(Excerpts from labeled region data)

▬▬▬

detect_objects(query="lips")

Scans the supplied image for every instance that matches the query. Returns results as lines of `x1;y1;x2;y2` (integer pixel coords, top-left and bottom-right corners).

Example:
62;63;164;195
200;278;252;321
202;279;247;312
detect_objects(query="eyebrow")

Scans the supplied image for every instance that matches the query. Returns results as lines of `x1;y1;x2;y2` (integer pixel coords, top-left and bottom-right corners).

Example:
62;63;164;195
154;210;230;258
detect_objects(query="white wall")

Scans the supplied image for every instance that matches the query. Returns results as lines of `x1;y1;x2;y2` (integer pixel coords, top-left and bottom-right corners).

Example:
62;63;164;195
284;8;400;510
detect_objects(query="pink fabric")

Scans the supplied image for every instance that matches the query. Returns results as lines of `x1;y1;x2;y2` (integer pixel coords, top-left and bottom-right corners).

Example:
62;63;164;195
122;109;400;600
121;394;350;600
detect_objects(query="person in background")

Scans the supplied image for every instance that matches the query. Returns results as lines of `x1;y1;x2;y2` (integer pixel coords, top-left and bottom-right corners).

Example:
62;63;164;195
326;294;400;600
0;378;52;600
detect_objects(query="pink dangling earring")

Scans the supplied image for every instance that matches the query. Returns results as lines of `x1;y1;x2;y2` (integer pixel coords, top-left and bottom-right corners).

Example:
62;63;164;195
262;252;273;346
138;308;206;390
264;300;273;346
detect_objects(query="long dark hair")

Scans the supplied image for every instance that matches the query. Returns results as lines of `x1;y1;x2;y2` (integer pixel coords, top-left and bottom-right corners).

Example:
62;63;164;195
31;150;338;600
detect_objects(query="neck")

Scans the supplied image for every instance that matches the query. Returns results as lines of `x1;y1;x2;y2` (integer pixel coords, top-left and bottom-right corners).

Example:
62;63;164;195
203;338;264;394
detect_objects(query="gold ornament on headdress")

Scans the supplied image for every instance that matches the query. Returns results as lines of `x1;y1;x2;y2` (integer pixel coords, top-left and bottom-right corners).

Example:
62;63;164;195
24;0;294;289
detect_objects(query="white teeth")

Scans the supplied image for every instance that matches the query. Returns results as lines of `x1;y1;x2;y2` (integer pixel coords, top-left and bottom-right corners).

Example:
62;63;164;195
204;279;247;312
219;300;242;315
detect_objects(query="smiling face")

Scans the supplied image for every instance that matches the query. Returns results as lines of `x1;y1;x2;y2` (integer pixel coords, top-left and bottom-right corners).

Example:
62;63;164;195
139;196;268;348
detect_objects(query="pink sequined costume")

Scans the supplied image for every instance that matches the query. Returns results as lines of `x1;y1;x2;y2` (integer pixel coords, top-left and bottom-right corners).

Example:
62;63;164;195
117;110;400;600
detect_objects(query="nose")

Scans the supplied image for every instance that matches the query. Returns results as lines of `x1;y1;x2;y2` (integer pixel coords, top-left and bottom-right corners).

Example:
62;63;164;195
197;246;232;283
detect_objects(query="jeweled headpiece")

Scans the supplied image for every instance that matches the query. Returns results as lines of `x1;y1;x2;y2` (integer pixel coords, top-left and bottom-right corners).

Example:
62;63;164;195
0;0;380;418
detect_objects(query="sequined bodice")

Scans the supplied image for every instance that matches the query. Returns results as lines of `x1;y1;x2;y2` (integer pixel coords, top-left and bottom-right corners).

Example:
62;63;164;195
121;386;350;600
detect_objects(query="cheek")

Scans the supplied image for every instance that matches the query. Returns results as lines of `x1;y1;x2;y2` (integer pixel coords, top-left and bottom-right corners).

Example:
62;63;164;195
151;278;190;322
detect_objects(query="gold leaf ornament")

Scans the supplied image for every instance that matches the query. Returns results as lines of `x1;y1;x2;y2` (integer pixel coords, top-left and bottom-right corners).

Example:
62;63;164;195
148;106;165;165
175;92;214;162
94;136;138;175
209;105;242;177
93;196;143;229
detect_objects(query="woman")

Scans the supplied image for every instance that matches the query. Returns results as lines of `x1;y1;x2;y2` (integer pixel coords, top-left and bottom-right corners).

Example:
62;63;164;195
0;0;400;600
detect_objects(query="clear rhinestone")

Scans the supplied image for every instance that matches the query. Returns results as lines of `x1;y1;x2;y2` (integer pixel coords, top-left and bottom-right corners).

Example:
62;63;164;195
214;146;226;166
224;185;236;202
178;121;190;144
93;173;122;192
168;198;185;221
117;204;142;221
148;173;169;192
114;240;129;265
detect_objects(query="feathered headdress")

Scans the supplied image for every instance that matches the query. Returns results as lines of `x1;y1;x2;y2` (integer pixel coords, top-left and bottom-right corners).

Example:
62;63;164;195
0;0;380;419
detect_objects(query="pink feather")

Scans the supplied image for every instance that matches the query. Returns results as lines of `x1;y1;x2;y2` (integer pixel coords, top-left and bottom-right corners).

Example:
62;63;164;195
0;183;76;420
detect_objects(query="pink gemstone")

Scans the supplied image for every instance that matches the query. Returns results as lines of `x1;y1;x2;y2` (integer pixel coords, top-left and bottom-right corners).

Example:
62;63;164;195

▬▬▬

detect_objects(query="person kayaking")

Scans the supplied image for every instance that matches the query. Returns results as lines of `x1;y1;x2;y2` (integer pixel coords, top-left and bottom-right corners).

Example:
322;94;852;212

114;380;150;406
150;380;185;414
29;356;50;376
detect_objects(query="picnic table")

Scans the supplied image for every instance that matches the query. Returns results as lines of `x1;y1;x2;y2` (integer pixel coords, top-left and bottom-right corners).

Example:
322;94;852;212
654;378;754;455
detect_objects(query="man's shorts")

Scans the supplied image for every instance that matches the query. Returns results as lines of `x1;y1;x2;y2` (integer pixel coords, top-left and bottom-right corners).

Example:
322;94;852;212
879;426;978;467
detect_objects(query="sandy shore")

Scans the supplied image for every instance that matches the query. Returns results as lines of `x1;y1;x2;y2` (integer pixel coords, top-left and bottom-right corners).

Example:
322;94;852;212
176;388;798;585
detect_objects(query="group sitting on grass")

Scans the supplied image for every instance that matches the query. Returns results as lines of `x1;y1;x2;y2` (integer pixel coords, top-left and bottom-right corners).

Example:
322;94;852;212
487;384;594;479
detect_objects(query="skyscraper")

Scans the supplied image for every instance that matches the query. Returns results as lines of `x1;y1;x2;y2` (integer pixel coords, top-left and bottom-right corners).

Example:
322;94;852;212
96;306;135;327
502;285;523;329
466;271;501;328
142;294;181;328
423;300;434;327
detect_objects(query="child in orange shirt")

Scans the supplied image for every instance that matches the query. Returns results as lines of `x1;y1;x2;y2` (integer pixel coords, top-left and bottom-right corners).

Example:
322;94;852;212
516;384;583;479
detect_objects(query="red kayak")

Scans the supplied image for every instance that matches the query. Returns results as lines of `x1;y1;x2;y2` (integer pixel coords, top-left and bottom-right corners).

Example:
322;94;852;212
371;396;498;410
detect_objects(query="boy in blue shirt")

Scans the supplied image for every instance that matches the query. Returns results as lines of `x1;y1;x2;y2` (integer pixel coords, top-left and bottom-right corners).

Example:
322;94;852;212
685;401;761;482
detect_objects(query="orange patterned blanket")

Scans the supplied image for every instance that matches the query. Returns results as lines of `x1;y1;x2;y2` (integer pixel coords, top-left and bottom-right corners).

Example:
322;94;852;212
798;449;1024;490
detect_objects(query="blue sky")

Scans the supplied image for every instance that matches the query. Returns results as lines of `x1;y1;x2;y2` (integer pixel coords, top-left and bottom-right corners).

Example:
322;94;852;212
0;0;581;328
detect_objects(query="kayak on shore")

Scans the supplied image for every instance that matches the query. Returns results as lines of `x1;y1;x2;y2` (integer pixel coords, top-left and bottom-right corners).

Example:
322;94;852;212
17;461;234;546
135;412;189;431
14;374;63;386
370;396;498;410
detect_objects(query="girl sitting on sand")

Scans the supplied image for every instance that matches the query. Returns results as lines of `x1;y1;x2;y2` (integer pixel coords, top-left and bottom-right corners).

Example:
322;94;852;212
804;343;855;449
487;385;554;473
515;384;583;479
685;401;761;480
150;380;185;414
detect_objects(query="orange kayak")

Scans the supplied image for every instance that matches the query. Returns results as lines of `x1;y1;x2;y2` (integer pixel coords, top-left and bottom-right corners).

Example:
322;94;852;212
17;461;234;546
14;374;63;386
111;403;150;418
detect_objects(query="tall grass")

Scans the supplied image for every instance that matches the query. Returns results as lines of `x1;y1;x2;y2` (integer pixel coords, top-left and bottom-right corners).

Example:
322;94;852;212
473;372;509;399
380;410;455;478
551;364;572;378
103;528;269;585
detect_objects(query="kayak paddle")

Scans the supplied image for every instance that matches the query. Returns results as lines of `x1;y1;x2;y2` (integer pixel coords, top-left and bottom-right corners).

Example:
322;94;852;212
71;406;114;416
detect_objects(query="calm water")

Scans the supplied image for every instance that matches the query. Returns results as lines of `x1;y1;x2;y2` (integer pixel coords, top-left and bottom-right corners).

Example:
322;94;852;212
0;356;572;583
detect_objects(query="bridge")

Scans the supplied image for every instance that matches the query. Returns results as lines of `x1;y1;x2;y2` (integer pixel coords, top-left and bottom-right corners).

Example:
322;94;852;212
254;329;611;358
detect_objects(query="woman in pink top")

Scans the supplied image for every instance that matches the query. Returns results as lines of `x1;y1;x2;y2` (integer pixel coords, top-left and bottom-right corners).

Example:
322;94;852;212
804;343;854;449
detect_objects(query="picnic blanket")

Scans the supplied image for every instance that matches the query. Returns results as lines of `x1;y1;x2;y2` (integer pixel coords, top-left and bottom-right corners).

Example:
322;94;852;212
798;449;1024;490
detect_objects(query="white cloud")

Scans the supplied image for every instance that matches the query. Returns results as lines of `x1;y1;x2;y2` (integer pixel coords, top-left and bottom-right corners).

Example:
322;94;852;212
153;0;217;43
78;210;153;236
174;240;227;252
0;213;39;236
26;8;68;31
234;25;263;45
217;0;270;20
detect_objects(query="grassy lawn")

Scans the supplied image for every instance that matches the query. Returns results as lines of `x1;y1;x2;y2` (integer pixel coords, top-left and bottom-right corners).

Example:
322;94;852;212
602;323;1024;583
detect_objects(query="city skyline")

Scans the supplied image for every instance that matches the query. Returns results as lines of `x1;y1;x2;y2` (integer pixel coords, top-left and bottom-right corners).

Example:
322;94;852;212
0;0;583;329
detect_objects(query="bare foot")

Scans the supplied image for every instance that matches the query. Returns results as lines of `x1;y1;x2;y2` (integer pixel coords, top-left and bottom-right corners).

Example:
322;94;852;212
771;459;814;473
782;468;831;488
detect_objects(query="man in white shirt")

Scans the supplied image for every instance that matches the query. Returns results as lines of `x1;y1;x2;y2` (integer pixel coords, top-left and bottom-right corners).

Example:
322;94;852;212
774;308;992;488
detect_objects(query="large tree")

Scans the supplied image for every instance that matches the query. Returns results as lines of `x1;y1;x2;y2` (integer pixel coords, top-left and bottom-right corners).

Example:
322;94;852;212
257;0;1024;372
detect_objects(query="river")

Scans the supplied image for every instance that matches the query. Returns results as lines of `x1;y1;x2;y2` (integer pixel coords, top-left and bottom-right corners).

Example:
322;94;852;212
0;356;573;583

▬▬▬

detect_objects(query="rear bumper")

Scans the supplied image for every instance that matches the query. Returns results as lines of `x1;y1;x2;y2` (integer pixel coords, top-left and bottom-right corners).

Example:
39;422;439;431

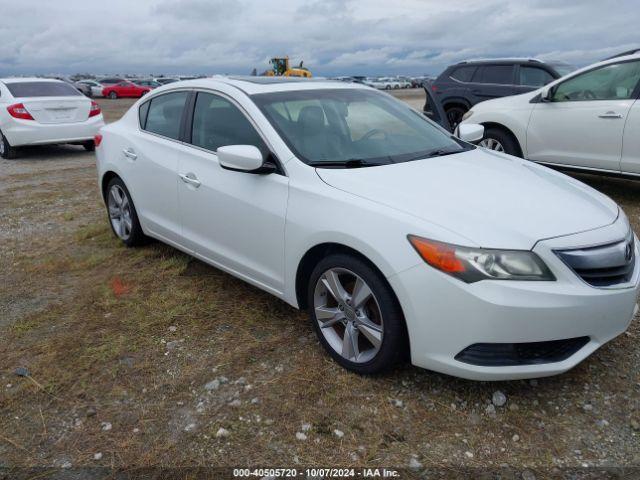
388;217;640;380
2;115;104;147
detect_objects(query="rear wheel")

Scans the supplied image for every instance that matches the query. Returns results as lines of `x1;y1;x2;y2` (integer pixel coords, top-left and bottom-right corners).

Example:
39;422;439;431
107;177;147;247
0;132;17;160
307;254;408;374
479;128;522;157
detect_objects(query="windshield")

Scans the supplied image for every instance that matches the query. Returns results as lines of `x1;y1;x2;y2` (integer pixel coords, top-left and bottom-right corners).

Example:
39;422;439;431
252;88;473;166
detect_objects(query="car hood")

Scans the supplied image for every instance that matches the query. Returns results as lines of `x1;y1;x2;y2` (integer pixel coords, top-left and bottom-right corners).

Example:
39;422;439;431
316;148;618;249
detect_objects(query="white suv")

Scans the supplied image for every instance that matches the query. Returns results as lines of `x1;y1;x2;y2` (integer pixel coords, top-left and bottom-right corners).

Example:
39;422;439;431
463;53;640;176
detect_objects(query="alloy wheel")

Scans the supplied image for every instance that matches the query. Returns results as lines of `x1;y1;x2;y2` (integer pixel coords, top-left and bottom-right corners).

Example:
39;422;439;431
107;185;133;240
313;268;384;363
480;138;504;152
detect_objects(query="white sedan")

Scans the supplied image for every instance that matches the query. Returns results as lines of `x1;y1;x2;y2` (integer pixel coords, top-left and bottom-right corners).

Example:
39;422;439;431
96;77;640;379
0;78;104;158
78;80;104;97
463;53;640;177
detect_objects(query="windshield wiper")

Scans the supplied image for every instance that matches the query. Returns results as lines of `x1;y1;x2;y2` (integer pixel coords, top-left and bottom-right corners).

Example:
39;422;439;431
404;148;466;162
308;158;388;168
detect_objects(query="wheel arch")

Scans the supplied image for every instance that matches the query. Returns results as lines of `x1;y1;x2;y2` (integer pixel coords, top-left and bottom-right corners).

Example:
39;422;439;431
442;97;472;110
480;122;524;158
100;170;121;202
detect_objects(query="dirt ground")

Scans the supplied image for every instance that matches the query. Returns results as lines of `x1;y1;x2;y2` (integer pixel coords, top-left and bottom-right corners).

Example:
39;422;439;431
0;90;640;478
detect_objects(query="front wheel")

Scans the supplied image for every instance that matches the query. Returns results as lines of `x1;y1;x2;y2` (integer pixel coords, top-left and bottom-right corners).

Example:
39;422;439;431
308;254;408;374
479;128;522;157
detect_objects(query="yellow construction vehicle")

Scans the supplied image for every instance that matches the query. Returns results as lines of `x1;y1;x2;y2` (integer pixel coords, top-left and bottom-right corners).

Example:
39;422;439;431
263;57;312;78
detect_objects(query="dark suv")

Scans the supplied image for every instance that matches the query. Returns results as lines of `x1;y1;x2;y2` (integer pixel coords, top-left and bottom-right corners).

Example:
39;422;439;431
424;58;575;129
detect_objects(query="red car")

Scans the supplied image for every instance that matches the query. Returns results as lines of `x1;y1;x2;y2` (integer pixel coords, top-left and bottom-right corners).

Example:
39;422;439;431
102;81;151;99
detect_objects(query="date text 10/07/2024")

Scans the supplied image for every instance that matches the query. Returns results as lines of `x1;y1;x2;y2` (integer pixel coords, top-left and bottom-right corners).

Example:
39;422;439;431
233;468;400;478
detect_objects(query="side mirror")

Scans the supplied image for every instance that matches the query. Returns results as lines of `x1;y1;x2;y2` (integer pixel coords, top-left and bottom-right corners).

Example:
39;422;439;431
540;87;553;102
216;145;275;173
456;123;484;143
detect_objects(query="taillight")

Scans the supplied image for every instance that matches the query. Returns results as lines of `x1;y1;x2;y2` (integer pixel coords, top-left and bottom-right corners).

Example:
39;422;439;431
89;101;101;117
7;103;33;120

▬▬▬

§ **Problem details**
Filter the data above, copying every line that holds the word "picnic".

§ **Answer below**
detect_objects(query="picnic table")
detect_objects(query="picnic blanket")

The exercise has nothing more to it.